Problems
**a)** According to the excerpt on the temporary order, by what date was Chett ordered to vacate the premises?
**b)** In one to three sentences, explain why, according to the excerpt on the temporary order, the trial court granted Alana exclusive possession of the property.
**c)** Carry on the excerpt on the temporary order from its last sentence.

Source
════════
The trial court heard Alana’s motion for temporary orders on August 25, 2022,
and signed a temporary order pending appeal the following day. The order does not
mention the short notice of the hearing, but the docket sheet states that that trial court
granted an “Emergency Order.” In the order, the trial court states, “On August 17,
2022, Petitioner Chett M. Hutzler confirmed that the property at [address],
Coldspring, San Jacinto County [] Texas, was stipulated to be separate real property
of Movant.” Based on the stipulation, the trial court granted exclusive possession of
2 the property to Alana and ordered Chett to vacate the premises by August 27, 2022.
On August 26, 2022, Chett filed affidavits from his lawyers to support his complaint
that neither lawyer could attend the August 25, 2022 hearing. In a letter dated
September 1, 2022, Chett’s attorney asked the trial court to vacate the temporary
orders due to lack of adequate notice.
════════
Listing
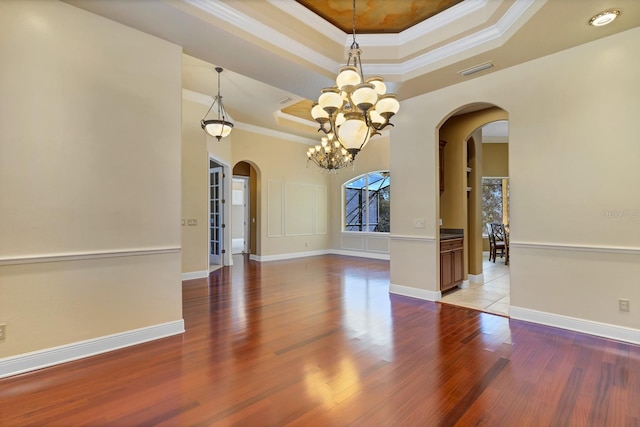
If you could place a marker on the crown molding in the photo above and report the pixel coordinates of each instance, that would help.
(274, 133)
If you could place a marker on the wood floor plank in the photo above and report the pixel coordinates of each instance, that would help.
(320, 341)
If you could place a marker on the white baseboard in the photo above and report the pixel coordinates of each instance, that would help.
(53, 356)
(362, 254)
(195, 275)
(279, 257)
(476, 278)
(408, 291)
(590, 327)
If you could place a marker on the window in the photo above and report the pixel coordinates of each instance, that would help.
(495, 201)
(367, 203)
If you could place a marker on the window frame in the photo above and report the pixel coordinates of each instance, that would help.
(502, 190)
(367, 201)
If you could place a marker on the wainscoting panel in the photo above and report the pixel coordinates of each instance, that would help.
(275, 200)
(321, 210)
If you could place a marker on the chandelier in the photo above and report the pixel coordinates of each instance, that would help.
(220, 127)
(330, 155)
(354, 109)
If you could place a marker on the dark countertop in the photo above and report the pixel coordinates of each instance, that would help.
(451, 233)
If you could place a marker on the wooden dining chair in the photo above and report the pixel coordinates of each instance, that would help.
(498, 236)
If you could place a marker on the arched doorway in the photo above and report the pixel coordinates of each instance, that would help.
(461, 203)
(248, 174)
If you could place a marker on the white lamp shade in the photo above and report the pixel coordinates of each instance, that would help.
(317, 112)
(387, 104)
(365, 96)
(347, 77)
(354, 132)
(217, 128)
(376, 118)
(379, 85)
(330, 98)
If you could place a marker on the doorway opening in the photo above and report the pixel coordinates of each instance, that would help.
(216, 214)
(240, 215)
(245, 221)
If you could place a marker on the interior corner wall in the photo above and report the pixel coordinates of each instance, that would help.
(374, 157)
(89, 180)
(293, 198)
(573, 168)
(195, 191)
(495, 160)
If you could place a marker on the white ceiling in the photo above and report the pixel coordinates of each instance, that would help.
(276, 50)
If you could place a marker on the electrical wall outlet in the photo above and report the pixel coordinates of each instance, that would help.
(623, 304)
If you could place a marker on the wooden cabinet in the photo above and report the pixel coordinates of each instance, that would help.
(451, 263)
(441, 164)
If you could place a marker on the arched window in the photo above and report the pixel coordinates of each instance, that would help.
(367, 201)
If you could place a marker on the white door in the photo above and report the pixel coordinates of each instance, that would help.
(216, 217)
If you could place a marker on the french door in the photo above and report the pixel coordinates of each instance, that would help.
(216, 210)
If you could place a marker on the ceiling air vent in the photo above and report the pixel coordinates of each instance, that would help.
(476, 69)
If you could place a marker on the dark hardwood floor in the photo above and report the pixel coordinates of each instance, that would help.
(319, 341)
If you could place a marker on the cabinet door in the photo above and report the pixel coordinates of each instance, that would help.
(441, 164)
(446, 270)
(458, 266)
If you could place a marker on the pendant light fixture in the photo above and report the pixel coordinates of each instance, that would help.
(354, 109)
(220, 127)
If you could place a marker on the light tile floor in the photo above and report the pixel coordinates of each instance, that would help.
(492, 296)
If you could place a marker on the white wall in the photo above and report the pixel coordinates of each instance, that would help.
(573, 162)
(89, 183)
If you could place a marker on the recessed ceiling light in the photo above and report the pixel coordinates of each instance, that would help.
(604, 18)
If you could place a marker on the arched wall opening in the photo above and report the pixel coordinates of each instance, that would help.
(460, 202)
(251, 172)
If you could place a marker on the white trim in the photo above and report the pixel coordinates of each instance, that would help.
(227, 13)
(362, 254)
(412, 238)
(505, 25)
(195, 275)
(408, 291)
(620, 333)
(578, 248)
(53, 356)
(76, 256)
(476, 278)
(197, 97)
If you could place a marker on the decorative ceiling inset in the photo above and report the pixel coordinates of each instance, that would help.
(377, 16)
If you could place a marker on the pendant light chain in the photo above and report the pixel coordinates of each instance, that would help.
(351, 112)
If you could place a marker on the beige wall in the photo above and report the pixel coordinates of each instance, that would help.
(374, 157)
(460, 208)
(293, 198)
(495, 163)
(195, 193)
(495, 159)
(571, 255)
(89, 177)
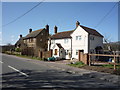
════════
Results
**a)** August 27, 2022.

**b)** The trial court granted exclusive possession based on a stipulation. Its order states that on August 17, 2022, Chett confirmed the property had been stipulated to be separate real property of the movant.

**c)**
In his mandamus petition, Chett argues the trial court abused its discretion by
signing temporary orders after a hearing for which Alana failed to provide adequate
notice. See Tex. R. Civ. P. 21(b) (“An application to the court for an order and notice
of any hearing thereon, not presented during a hearing or trial, must be served upon
all other parties not less than three days before the time specified for the hearing,
unless otherwise provided by these rules or shortened by the court.”). In response,
Alana argues the issue is moot because Chett withdrew his motion during the
September property division proceedings. In his reply, Chett maintains he withdrew
a Motion for Enforcement but has not withdrawn his motion to vacate the active
temporary order.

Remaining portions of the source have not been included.